Extract provided -
*****
Pulsed-field gel electrophoresis profiles of Salmonella enterica subsp. enterica serovar Abortusequi isolates. Lane M: Lambda ladders; lane 1: 91R (Mongolia, 1988); lane 2: CSA-1 (Croatia, 1994); lane 3: S.abor-17 (Japan, 1987); lane 4: Sal-243 (Japan, 2007); lanes 5–8: isolates obtained from the thrombus in the parasitic aneurysm of each horse in the study.

Host-adapted or restricted serovars (e.g., Typhi, Abortusovis, Typhisuis, Dublin, Choleraesuis, Gallinarum, and Pullorum) are more likely than non–host-restricted serovars to produce a carrier state in host animals. ¹⁹ The gallbladder, mammary tissue, and supramammary lymph nodes have been reported as sites of carriage of S. Typhi, ⁹ splenic macrophages have been reported to carry S. Dublin, ¹⁸ and the reproductive tract to carry S. Pullorum. ²⁰ Although an early Japanese study found that sternal bone marrow fluid was adequate as a specimen for isolating S. Abortusequi organisms from carrier horses on antemortem investigation, ⁴ we did not isolate any organisms from this fluid. Instead, we isolated a number of organisms from a thrombus in a suppurative aneurysm of the cranial mesenteric artery that was heavily infected with S. vulgaris larvae. The cranial mesenteric artery of the horse is a site favored by S. vulgaris during its larval migration; parasitism by the larvae causes endothelial damage, with subsequent thrombus formation. ⁸ Presumably, thrombus formation and vascular wall roughening by S. vulgaris would have helped to establish the carrier state by trapping the bacteria in the lesion at the aneurysm. In addition, all the horses were heavily infected with other intestinal parasites. The stress of these infections may have helped to establish the carrier state. According to their owners’ on-farm observations, the horses had no obvious abnormalities, and they were autopsied 7 weeks after the last case of abortion in the outbreak. Our results suggest that parasitic aneurysm of the mesenteric artery is an important site of carriage of S. Abortusequi in horses with asymptomatic paratyphoid.
*****
Extracted data -
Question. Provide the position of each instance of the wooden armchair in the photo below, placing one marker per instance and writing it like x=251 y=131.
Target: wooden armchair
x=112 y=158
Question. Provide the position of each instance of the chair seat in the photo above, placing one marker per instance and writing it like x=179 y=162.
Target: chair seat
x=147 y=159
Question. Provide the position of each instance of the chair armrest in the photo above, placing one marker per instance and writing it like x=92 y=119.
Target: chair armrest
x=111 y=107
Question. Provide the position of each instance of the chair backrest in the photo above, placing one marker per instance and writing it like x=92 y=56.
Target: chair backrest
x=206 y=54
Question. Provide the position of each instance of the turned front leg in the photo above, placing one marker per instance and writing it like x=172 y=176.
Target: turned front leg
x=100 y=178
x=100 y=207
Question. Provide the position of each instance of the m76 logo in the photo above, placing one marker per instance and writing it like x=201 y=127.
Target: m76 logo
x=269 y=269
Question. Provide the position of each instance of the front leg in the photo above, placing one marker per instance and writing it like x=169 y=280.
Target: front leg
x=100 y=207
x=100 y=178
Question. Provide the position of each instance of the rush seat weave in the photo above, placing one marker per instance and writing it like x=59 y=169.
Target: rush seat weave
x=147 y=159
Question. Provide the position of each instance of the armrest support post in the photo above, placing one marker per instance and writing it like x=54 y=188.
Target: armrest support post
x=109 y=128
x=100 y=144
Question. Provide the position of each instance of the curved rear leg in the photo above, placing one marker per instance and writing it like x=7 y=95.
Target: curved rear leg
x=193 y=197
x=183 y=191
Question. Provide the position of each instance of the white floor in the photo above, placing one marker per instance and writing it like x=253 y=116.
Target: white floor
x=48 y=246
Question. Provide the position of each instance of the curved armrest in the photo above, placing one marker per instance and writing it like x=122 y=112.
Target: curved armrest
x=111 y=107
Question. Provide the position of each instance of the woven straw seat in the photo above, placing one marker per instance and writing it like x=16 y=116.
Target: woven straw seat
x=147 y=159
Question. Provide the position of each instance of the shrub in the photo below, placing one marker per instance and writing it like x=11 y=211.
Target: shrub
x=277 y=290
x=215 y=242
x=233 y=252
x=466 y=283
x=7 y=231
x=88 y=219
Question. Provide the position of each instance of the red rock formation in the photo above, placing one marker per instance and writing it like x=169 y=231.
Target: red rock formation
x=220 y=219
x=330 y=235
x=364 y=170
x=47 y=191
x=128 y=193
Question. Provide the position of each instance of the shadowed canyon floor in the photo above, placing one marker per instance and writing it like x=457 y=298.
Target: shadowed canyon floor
*****
Required action 1 - Reproduce everything in the Salmonella Abortusequi extract from "Pulsed-field gel electrophoresis" down to "in the study.".
Required action 2 -
Answer these questions from the Salmonella Abortusequi extract:
(a) Which isolate was run in lane 3, and from which country and year?
(b) What specimen did an early Japanese study find adequate for isolating S. Abortusequi from carrier horses?
(c) How many weeks after the last case of abortion in the outbreak were the horses autopsied?
The items are separate material, distinct from the Salmonella Abortusequi extract.

Answer box 1 -
Pulsed-field gel electrophoresis profiles of Salmonella enterica subsp. enterica serovar Abortusequi isolates. Lane M: Lambda ladders; lane 1: 91R (Mongolia, 1988); lane 2: CSA-1 (Croatia, 1994); lane 3: S.abor-17 (Japan, 1987); lane 4: Sal-243 (Japan, 2007); lanes 5–8: isolates obtained from the thrombus in the parasitic aneurysm of each horse in the study.

Answer box 2 -
(a) S.abor-17, from Japan, 1987.
(b) Sternal bone marrow fluid.
(c) 7 weeks.